Dataset records
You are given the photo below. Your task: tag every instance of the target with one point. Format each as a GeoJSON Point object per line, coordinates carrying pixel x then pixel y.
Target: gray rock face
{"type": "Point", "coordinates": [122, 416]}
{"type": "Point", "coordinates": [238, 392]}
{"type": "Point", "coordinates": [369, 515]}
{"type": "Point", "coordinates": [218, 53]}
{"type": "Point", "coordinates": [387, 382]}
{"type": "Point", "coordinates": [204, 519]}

## EXERCISE OBJECTIVE
Put the listing above into a Markdown table with the columns "Row" and "Line", numbering each line in order and leaving out any blank lines.

## ANSWER BELOW
| Row | Line |
|---|---|
| 1 | You are given the photo below. Your task: tag every instance of the target with one point. Format each as a GeoJSON Point object per line, coordinates carrying pixel x then pixel y. |
| 2 | Target: gray rock face |
| 3 | {"type": "Point", "coordinates": [122, 416]} |
| 4 | {"type": "Point", "coordinates": [238, 392]} |
| 5 | {"type": "Point", "coordinates": [369, 515]} |
| 6 | {"type": "Point", "coordinates": [218, 53]} |
| 7 | {"type": "Point", "coordinates": [387, 382]} |
| 8 | {"type": "Point", "coordinates": [204, 519]} |